--- Action item ---
All of the lines below are to be transcribed faithfully, with pictures excluded from the copy.

(Point localization data)
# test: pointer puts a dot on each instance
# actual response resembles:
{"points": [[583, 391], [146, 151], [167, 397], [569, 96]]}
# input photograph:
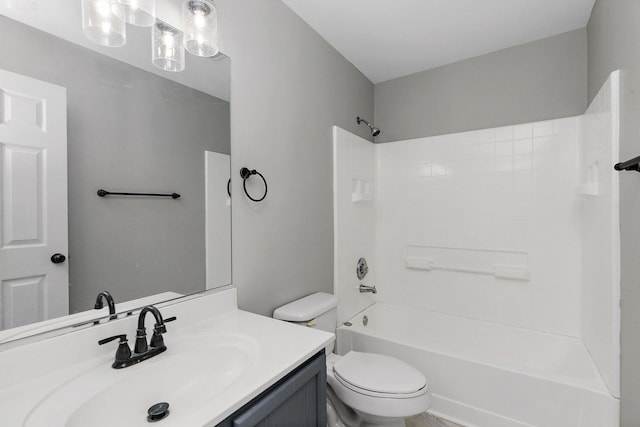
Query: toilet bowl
{"points": [[365, 389]]}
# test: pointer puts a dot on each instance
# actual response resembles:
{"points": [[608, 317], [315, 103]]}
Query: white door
{"points": [[217, 172], [33, 201]]}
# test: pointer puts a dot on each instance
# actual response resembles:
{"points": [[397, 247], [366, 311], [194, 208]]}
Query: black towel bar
{"points": [[103, 193], [629, 165]]}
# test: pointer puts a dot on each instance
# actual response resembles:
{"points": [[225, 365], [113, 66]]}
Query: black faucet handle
{"points": [[123, 352], [122, 338], [158, 330]]}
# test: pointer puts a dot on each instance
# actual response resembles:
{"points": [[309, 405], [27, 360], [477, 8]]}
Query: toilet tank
{"points": [[317, 310]]}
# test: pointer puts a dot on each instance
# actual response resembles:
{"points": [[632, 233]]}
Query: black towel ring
{"points": [[245, 173]]}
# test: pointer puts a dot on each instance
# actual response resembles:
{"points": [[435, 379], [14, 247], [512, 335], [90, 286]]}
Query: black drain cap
{"points": [[158, 412]]}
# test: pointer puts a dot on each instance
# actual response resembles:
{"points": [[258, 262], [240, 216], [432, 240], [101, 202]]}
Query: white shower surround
{"points": [[520, 189]]}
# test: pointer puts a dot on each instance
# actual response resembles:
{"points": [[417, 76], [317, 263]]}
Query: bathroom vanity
{"points": [[222, 366]]}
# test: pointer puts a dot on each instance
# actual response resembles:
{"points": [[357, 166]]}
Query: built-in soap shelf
{"points": [[512, 265], [361, 190]]}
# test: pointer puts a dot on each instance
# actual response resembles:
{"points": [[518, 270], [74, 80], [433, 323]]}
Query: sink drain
{"points": [[158, 412]]}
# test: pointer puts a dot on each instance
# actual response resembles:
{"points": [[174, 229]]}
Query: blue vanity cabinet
{"points": [[298, 400]]}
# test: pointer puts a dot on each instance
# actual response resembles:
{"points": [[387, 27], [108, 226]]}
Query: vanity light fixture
{"points": [[136, 12], [200, 20], [168, 47], [101, 26], [104, 22]]}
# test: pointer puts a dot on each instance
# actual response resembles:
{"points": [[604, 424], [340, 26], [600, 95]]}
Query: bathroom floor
{"points": [[428, 420]]}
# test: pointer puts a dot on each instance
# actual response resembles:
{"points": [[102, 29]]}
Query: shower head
{"points": [[374, 130]]}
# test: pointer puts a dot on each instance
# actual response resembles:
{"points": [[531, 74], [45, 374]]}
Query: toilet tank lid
{"points": [[307, 308]]}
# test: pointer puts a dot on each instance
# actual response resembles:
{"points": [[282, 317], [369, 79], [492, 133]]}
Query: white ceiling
{"points": [[63, 18], [393, 38]]}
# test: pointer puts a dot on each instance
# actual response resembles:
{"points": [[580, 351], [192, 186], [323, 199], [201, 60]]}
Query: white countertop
{"points": [[30, 373]]}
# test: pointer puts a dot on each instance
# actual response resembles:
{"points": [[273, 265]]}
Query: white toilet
{"points": [[366, 389]]}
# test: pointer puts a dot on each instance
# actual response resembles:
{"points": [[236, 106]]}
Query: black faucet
{"points": [[158, 330], [142, 351], [112, 305]]}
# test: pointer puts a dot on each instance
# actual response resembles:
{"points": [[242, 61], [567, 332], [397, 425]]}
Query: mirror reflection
{"points": [[76, 118]]}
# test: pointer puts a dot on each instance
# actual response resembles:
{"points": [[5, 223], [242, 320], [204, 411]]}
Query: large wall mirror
{"points": [[76, 117]]}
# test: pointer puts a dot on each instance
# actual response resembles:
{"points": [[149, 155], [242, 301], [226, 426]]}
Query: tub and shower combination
{"points": [[488, 375], [497, 256]]}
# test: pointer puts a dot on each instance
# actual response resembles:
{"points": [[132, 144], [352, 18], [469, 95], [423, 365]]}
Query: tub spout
{"points": [[365, 289]]}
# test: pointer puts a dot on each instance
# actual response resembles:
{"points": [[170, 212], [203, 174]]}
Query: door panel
{"points": [[33, 200]]}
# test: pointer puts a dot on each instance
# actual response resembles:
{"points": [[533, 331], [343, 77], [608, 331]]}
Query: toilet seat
{"points": [[377, 375], [400, 397]]}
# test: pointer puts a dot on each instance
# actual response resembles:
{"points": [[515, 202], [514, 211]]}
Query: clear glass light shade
{"points": [[168, 47], [101, 26], [137, 12], [200, 20]]}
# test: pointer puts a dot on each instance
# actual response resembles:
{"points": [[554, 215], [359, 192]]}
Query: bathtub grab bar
{"points": [[499, 271]]}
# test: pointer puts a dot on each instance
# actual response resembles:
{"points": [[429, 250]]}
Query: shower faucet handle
{"points": [[364, 289]]}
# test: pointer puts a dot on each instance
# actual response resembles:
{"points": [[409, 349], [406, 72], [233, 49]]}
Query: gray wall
{"points": [[614, 43], [127, 130], [541, 80], [288, 87]]}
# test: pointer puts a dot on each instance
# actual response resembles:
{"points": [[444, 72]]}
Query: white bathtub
{"points": [[488, 375]]}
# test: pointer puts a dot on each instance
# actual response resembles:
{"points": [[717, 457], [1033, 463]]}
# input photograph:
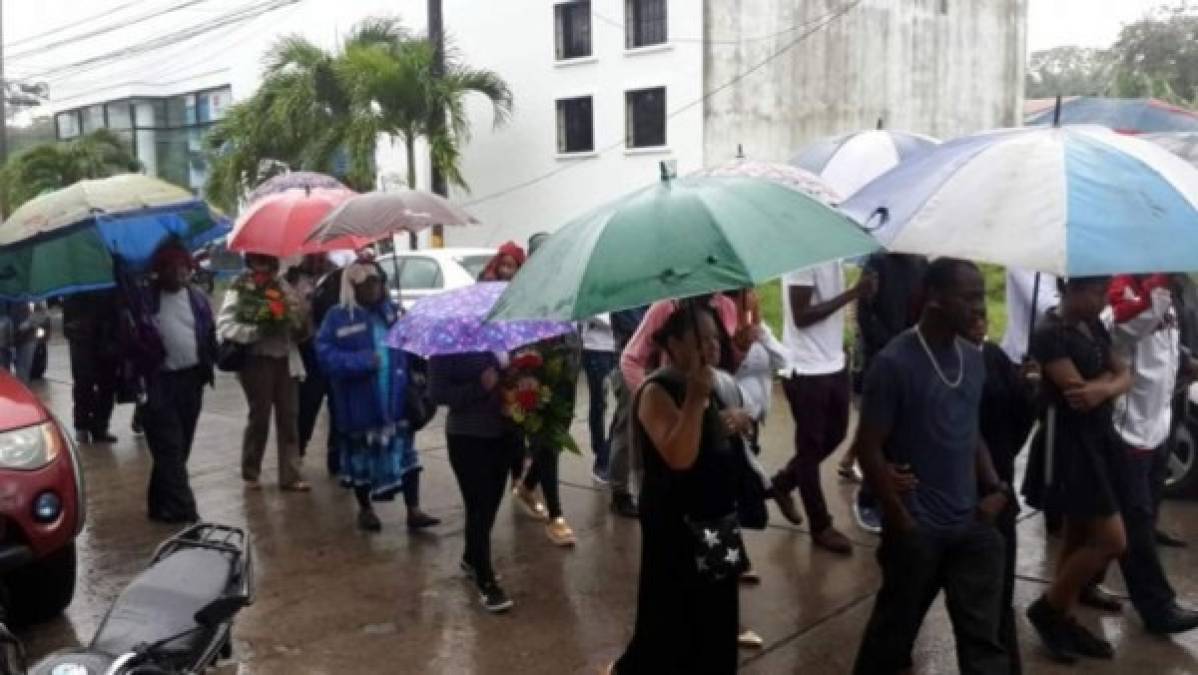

--- Response box ---
# test: pointer puts a dot on each instance
# actual response resembles:
{"points": [[583, 391], [146, 151], [167, 397], [569, 96]]}
# input photograph:
Query: toilet bowl
{"points": [[365, 389]]}
# test: pointer puts a dot on each instance
# actual response resembles:
{"points": [[608, 317], [315, 103]]}
Query: white door
{"points": [[217, 172], [33, 201]]}
# test: pointer puts a dot on each instance
# actual response resembles:
{"points": [[397, 247], [366, 311], [194, 208]]}
Query: black towel bar
{"points": [[103, 193], [629, 165]]}
# test: pointer puts a dot on each instance
# actual response resembles:
{"points": [[225, 365], [113, 66]]}
Query: black faucet handle
{"points": [[123, 352], [122, 338], [158, 330]]}
# test: pointer puts a dot on each instance
# actual response resembles:
{"points": [[309, 405], [27, 360], [477, 8]]}
Query: toilet tank
{"points": [[317, 310]]}
# test: pointer puts a dot on each instance
# actual response resembles:
{"points": [[632, 233]]}
Query: black towel ring
{"points": [[245, 173]]}
# test: pointer puts a dot on each instance
# actual response resembles:
{"points": [[435, 379], [14, 247], [512, 335], [90, 286]]}
Query: black drain cap
{"points": [[158, 412]]}
# test: pointer puts a dot on each instance
# actual response resembles:
{"points": [[258, 262], [240, 216], [432, 240], [101, 202]]}
Query: white shower surround
{"points": [[520, 189]]}
# test: pointer puts a dot on each instance
# actual response resembles:
{"points": [[417, 76], [317, 263]]}
Query: bathroom vanity
{"points": [[222, 366]]}
# test: pointer puts a dot on each instance
# actual response resembles:
{"points": [[357, 166]]}
Query: built-in soap shelf
{"points": [[512, 265], [361, 190]]}
# test: pointer puts a dot on each instance
# actual response resembles:
{"points": [[518, 270], [74, 80], [433, 323]]}
Query: sink drain
{"points": [[158, 412]]}
# test: pointer puts a dot on each instance
# actual response resembles:
{"points": [[174, 229]]}
Query: blue vanity cabinet
{"points": [[298, 400]]}
# test: pointer puts a dot on each instance
# actual response resembles:
{"points": [[387, 27], [108, 226]]}
Query: vanity light fixture
{"points": [[136, 12], [200, 20], [168, 47], [101, 26], [104, 22]]}
# test: pointer puts a dot on each instance
# actual response resembles:
{"points": [[604, 424], [340, 26], [600, 95]]}
Query: bathroom floor
{"points": [[428, 420]]}
# test: pointer puts a dot on each instance
# actual response resembles:
{"points": [[102, 29]]}
Query: shower head
{"points": [[374, 130]]}
# test: pointer puts a dot on each instance
# actual response resembles:
{"points": [[531, 74], [45, 374]]}
Query: toilet tank lid
{"points": [[307, 308]]}
# test: pointer puts a dot on each instance
# actual response resembles:
{"points": [[282, 317], [369, 79], [492, 133]]}
Query: white ceiling
{"points": [[63, 18], [393, 38]]}
# test: pointer puts a dot on each instance
# actual response resembles:
{"points": [[580, 351], [192, 186], [323, 199], [201, 60]]}
Query: white countertop
{"points": [[30, 373]]}
# test: pointer puts a dot on each instance
# actual response resembles:
{"points": [[273, 265]]}
Query: white toilet
{"points": [[366, 389]]}
# test: pointer puts a dot on each instance
# actual response resembles:
{"points": [[236, 106]]}
Query: black faucet
{"points": [[158, 330], [142, 351], [112, 305]]}
# test: pointer puts a dot on each instance
# actual response resembles:
{"points": [[242, 61], [567, 332], [397, 425]]}
Query: mirror reflection
{"points": [[76, 118]]}
# test: pointer puts a dot on each instance
# actual response resembles:
{"points": [[5, 223], [242, 320], [204, 411]]}
Query: large wall mirror
{"points": [[76, 117]]}
# test: pointer puts a dot on each instance
# actual response resembles:
{"points": [[149, 155], [242, 301], [226, 426]]}
Query: tub and shower combination
{"points": [[488, 375], [497, 256]]}
# test: pointer puts a dot on each instance
# actual response resembles:
{"points": [[132, 144], [352, 18], [469, 95], [423, 365]]}
Query: tub spout
{"points": [[365, 289]]}
# test: pointer puts a dot on each instance
# actual response resembles:
{"points": [[170, 212], [203, 174]]}
Query: door panel
{"points": [[33, 200]]}
# test: pointer puts a dot on each instance
# actual response resembles:
{"points": [[533, 331], [343, 77], [608, 331]]}
Query: toilet seat
{"points": [[377, 375], [400, 397]]}
# test: pointer puts a dot on each instance
# actual response resembles:
{"points": [[515, 202], [514, 211]]}
Query: clear glass light shade
{"points": [[168, 47], [101, 26], [137, 12], [200, 20]]}
# test: pointer puts a dot on each instance
# actual response resembles:
{"points": [[554, 215], [359, 192]]}
Query: bathtub grab bar
{"points": [[499, 271]]}
# test: pointer puts a dot on each instance
# actual response resembles:
{"points": [[429, 250]]}
Query: shower faucet handle
{"points": [[364, 289]]}
# test: pointer puts a dot on each instance
# actual response resembles:
{"points": [[409, 349], [406, 72], [233, 49]]}
Query: gray wall
{"points": [[614, 43], [127, 130], [541, 80], [288, 87]]}
# test: pointer puts a dot on each instance
# actual response resembles:
{"points": [[444, 72]]}
Query: white bathtub
{"points": [[488, 375]]}
# test: pointer puts a dot on each instance
# actual response resembles:
{"points": [[717, 457], [1033, 463]]}
# input photograph:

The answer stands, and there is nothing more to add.